Text excerpt:
┏━━

Besides the fact that contemporary Indian art market has come full circle, it was the defining decade (2001-10) when the very contours and perspectives of art practice took a complete about-turn. As writer Anindita Ghose of The Mint notes in a recent essay, mapping the changes:
“The 2002 Documenta, a major exhibit of contemporary art (It takes place every five years in Germany), heated up the scene by inviting Raqs Media Collective to showcase their work. This indeed was the beginning of the collective’s engagement with the contemporary art world that has resulted in some highly compelling installation work in recent years. The 2009 Venice Biennale, too, invited performance artist Nikhil Chopra to represent India, establishing a new way in which emerging artists from India would engage in the global dialogue—with more confidence.”
But what lies ahead of us? The new decade has started off on a perfect note. Anish Kapoor, the internationally celebrated British sculptor of Indian origin, finally forayed into India, to set the tone. The event made big news, underlining the most fitting endnote to the defining decade. It’s quite the metaphor then that the sculptor’s ‘Sky Mirror’ stationed in the NGMA lawns, looks skywards.

Of course, as the writer rightly notes that we still have miles to go especially in terms of building a viable and lasting infrastructure for both art education and art appreciation. However, it does seem like the term ‘art’ itself has acquired a newer energy and meaning in the nation’s consciousness. This is a positive development that bodes well for the years and decade to come as far as contemporary Indian art is concerned.

Boom and the bust - Indian art has seen it all...

So what are the other prominent developments in the domain of Indian art as far as the decade just gone by is concerned? Anindita Ghose of The Mint has compiled a few in an in-depth column. We list some of them below:
  • Mumbai based Gallery Chemould, one of India’s oldest and the most recognized venues for contemporary art, moved to a bigger space in 2007. Meanwhile, a host of new galleries such as Galleryske in Bangalore, Chatterjee and Lal and Project 88in Mumbai - were founded.

┗━━

Directives:
(1) Name every individual person mentioned by name in the excerpt on Indian art.
(2) Answer these questions using the excerpt on Indian art:
(a) How often is Documenta held, and in what country?
(b) Where is the sculptor's 'Sky Mirror' stationed?
(c) In what year did Gallery Chemould move to a bigger space?

Collected data entries:
┏━━

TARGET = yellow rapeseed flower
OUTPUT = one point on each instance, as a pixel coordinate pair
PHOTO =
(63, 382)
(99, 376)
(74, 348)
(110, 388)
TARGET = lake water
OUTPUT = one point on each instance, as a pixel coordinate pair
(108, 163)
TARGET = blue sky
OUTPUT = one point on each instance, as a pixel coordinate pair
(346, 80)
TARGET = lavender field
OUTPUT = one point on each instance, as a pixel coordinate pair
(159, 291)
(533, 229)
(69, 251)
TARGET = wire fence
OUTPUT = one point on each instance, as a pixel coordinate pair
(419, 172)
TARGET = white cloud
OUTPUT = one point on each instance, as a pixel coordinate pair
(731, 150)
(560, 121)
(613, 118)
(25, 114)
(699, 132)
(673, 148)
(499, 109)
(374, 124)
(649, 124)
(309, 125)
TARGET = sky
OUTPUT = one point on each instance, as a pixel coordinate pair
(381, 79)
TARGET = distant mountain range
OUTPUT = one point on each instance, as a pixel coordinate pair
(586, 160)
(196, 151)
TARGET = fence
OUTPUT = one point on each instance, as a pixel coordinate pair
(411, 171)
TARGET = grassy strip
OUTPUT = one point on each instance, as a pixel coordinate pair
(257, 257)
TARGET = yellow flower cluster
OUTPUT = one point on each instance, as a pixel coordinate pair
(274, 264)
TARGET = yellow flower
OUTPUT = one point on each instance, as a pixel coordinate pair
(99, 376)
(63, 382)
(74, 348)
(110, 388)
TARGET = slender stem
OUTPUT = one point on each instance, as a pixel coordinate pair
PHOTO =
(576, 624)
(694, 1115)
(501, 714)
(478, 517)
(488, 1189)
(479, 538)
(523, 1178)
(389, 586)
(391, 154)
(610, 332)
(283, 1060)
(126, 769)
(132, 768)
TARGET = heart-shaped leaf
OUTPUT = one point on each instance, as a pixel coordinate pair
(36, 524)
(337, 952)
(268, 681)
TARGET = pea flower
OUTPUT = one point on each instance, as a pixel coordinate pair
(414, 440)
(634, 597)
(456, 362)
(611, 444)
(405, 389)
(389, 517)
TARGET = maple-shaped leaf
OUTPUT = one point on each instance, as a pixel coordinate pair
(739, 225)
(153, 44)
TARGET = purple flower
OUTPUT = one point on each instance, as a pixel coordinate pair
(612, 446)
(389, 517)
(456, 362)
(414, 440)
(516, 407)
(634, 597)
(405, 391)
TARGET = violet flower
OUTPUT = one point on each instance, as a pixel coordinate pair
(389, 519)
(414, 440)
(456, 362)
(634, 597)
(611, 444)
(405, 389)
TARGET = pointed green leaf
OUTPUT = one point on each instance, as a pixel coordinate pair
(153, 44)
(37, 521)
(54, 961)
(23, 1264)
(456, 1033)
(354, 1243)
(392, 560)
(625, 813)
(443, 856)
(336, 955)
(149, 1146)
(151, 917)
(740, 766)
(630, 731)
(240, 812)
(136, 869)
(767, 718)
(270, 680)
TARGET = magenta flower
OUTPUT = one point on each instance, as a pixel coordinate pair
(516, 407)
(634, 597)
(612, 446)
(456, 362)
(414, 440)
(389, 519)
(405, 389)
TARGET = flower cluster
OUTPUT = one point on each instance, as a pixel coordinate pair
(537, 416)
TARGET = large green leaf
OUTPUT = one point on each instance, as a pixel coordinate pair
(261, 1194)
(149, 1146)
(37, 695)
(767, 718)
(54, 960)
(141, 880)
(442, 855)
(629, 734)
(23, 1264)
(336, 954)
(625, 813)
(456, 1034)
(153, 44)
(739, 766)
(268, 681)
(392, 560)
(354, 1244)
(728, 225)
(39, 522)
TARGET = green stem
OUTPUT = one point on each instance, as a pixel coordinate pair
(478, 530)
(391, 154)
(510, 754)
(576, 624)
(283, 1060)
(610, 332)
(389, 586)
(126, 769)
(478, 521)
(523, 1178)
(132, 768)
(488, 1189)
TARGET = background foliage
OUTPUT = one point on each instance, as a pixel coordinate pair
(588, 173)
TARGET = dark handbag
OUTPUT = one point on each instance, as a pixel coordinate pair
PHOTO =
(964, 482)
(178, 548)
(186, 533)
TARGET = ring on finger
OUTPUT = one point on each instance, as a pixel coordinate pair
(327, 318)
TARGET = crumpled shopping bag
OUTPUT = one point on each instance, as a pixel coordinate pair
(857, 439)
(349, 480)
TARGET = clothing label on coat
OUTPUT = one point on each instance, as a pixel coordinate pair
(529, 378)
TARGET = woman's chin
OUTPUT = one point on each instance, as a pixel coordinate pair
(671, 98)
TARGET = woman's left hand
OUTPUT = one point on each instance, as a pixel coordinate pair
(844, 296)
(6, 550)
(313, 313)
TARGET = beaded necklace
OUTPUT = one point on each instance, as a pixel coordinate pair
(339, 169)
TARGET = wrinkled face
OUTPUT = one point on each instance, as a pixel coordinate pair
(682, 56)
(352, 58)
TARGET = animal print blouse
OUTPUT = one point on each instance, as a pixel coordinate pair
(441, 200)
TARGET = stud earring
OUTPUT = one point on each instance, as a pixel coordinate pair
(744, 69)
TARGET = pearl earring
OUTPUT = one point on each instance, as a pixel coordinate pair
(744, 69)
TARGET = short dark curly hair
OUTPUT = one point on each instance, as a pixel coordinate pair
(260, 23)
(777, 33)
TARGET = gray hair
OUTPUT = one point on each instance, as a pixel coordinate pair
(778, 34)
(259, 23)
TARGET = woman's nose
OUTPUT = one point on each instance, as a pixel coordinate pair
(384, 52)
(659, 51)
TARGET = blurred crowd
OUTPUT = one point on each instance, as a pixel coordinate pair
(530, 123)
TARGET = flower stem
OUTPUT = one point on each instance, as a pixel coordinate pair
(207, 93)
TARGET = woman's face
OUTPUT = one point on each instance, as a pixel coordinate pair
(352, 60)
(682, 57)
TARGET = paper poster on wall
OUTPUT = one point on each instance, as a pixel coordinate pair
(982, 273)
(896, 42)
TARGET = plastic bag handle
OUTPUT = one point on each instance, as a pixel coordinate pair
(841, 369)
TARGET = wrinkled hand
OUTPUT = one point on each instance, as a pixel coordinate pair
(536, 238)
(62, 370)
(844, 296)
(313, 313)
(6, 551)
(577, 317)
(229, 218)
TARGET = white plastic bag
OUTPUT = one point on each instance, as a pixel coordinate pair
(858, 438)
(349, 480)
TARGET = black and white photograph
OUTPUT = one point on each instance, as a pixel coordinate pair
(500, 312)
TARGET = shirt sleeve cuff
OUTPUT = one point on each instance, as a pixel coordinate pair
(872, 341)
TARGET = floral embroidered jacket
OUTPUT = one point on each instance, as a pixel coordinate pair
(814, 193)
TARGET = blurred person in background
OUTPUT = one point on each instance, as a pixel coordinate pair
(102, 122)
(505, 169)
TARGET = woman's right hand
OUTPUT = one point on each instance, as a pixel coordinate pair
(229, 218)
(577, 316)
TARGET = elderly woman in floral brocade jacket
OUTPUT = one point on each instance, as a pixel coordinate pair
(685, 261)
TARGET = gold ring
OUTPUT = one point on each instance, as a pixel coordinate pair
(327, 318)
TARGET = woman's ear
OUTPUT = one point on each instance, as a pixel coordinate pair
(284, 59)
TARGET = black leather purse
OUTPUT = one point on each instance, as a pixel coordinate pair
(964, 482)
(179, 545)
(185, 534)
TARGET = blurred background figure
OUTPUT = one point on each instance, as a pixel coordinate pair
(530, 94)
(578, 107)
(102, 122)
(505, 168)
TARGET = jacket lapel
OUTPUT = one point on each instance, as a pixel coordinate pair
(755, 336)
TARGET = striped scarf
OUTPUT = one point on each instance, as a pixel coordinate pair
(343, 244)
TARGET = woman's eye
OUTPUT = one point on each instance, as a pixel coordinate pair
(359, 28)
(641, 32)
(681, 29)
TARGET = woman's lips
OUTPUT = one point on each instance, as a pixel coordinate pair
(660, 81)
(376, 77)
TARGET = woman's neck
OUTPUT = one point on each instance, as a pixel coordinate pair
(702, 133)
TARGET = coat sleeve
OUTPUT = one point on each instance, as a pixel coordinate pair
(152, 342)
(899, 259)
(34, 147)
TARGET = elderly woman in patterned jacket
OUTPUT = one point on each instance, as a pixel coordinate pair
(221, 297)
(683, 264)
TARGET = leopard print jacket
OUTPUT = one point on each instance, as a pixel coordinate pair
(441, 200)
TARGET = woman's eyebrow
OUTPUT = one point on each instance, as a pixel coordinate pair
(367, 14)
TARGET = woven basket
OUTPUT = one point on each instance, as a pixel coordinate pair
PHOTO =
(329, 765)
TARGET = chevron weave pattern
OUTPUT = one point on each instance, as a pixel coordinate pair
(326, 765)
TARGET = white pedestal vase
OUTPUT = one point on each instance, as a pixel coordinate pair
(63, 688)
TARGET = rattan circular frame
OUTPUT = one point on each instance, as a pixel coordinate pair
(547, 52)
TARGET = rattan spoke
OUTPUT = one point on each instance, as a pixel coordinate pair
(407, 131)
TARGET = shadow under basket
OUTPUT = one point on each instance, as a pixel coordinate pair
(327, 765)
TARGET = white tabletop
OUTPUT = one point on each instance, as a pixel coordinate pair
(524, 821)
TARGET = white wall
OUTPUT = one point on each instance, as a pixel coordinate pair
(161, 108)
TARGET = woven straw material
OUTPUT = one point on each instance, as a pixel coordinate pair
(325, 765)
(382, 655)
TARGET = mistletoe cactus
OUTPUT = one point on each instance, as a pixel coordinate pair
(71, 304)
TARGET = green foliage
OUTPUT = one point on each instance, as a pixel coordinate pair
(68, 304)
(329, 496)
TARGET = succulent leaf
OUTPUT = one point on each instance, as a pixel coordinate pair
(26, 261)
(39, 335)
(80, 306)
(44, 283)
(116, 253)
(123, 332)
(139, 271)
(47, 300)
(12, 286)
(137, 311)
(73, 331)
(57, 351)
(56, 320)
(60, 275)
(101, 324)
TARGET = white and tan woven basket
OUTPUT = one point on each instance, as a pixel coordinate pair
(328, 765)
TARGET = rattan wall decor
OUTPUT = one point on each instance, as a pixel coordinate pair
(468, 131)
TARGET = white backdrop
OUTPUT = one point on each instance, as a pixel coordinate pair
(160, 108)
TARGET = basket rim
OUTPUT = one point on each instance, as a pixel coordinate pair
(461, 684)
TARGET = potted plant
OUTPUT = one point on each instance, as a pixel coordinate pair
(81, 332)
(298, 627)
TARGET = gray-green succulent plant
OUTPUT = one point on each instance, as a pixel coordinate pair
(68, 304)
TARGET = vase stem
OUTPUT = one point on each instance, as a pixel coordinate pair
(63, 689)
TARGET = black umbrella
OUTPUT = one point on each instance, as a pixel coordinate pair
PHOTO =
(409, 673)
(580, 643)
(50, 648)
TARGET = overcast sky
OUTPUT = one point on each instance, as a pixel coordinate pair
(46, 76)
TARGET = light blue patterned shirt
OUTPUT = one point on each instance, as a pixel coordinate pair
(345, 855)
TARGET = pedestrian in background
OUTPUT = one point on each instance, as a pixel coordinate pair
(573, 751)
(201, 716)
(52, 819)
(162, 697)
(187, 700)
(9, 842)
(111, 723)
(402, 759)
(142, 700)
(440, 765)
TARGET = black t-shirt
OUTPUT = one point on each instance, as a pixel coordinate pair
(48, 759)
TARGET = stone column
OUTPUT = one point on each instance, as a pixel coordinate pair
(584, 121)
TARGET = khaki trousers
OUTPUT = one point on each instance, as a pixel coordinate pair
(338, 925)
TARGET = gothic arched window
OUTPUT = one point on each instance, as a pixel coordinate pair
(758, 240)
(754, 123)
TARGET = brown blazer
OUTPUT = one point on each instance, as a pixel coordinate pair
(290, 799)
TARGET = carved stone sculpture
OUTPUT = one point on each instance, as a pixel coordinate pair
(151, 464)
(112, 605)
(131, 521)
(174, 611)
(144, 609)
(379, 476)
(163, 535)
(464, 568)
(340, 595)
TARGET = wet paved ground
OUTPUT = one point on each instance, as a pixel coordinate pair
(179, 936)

┗━━

Responses to the exercise:
(1) Anindita Ghose, Nikhil Chopra, Anish Kapoor

(2)
(a) Every five years, in Germany.
(b) In the NGMA lawns.
(c) 2007.